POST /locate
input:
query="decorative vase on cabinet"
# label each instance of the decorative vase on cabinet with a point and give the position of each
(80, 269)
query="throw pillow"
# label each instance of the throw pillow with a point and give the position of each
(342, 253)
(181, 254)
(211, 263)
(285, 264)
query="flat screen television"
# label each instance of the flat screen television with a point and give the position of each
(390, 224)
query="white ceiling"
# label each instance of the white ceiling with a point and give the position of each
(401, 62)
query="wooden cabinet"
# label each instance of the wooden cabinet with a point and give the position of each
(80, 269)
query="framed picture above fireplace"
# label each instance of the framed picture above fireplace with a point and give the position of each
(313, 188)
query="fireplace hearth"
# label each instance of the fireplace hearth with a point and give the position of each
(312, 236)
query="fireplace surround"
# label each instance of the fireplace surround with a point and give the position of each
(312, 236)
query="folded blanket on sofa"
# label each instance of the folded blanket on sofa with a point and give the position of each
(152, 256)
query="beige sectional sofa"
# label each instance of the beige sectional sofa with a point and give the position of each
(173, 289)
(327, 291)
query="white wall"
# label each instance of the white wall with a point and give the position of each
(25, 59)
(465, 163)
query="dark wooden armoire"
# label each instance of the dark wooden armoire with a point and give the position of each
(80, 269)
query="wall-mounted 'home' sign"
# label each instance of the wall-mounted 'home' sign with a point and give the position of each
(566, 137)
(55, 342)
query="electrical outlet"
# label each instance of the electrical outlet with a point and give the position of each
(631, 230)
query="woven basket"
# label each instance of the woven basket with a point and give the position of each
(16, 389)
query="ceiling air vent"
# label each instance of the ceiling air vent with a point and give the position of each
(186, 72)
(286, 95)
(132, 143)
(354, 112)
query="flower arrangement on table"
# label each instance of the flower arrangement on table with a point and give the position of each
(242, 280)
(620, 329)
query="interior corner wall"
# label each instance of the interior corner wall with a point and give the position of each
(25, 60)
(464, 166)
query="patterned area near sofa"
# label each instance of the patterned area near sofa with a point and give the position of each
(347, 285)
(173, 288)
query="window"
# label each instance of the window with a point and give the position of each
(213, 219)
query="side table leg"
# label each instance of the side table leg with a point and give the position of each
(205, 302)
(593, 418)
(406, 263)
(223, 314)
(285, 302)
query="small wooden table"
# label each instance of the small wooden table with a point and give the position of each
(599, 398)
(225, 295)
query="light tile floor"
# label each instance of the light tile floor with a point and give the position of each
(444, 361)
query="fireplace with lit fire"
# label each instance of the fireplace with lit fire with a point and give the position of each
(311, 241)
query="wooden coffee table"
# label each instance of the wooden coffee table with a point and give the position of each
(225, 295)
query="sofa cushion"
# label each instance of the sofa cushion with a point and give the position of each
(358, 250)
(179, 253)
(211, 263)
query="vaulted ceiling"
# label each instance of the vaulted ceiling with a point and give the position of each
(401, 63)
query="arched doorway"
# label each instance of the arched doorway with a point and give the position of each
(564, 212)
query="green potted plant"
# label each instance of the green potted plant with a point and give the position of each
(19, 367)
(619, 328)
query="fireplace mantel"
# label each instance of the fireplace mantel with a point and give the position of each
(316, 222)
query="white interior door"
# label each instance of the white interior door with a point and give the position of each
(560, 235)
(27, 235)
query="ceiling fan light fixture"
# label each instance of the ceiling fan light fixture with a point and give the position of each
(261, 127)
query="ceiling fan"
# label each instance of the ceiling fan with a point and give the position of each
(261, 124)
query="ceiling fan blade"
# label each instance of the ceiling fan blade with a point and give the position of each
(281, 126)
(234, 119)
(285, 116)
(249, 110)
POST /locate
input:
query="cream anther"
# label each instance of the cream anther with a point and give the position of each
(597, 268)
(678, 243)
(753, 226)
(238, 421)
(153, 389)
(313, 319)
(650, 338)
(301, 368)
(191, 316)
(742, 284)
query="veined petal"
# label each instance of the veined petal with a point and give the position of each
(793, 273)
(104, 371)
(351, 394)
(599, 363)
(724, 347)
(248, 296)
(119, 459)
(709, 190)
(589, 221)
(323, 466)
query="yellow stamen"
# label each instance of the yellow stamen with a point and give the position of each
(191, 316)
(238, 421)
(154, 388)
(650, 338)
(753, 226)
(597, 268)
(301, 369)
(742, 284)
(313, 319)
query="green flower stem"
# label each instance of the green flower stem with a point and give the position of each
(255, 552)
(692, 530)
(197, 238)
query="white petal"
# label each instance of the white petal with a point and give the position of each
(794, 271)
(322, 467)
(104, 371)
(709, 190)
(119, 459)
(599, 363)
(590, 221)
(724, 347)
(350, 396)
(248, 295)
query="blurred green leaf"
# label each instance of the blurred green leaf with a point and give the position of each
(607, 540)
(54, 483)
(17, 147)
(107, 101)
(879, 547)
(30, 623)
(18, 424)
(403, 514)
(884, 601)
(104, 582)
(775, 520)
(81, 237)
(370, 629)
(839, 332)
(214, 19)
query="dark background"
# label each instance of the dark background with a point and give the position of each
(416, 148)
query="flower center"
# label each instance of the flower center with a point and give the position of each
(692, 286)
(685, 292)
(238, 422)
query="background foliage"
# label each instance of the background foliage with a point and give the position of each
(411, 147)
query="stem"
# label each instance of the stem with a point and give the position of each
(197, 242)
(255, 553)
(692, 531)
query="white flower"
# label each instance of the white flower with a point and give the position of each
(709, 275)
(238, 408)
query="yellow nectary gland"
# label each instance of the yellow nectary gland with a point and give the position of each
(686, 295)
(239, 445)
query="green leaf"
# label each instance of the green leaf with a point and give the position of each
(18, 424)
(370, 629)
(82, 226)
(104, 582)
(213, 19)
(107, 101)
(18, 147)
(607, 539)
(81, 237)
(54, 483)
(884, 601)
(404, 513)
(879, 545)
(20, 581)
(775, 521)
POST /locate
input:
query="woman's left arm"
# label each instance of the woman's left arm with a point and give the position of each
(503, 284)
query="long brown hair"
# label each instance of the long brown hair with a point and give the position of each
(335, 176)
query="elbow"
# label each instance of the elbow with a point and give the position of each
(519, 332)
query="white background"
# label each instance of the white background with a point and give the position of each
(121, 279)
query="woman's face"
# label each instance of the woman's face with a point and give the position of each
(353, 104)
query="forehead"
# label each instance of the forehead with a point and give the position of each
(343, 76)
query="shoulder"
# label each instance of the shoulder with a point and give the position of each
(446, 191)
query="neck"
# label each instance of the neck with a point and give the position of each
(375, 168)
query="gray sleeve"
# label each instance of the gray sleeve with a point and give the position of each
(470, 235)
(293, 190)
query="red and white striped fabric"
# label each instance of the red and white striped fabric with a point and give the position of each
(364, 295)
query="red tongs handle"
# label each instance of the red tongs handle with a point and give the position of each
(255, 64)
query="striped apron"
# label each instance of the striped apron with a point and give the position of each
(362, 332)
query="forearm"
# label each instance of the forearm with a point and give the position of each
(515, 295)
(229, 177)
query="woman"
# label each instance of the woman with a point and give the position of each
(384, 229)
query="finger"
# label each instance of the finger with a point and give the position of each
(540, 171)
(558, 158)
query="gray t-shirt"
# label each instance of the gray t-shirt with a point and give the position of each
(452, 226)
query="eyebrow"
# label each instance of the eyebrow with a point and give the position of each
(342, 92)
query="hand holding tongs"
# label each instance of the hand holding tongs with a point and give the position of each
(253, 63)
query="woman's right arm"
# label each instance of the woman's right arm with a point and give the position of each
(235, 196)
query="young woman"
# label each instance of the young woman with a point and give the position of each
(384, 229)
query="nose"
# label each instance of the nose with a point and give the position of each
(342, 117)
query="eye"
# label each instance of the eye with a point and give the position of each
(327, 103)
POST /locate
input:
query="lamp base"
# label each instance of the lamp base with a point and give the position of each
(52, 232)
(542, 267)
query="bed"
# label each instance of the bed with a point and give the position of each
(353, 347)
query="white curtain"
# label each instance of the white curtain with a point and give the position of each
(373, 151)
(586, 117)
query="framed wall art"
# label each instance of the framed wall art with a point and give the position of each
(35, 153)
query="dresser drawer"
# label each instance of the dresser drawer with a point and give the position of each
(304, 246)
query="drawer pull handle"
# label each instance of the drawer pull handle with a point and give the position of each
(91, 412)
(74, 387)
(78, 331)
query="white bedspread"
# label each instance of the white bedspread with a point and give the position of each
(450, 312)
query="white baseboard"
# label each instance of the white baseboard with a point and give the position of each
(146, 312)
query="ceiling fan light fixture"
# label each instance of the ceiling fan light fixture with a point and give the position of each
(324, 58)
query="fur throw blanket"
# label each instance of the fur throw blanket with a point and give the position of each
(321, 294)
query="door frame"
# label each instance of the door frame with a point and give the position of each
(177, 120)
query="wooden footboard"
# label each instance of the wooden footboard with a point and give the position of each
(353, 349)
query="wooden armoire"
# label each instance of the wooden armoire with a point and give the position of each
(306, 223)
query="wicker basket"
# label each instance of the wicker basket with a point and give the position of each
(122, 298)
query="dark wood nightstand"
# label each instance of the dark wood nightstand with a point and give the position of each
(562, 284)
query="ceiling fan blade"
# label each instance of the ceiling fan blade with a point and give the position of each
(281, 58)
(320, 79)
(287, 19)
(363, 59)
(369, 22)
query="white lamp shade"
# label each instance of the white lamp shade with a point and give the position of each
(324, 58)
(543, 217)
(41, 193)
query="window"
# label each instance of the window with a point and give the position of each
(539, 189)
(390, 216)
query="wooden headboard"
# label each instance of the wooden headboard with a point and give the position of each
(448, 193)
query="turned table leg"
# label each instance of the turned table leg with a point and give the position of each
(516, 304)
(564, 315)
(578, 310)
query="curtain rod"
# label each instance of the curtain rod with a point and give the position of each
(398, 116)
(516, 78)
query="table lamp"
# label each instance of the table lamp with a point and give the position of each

> [A tarefa] Filtre as linhas acima e copie cada uma que contenha a palavra "electrical".

> [Resposta esperada]
query="electrical outlet"
# label each instance of the electrical outlet with a point and give the position of each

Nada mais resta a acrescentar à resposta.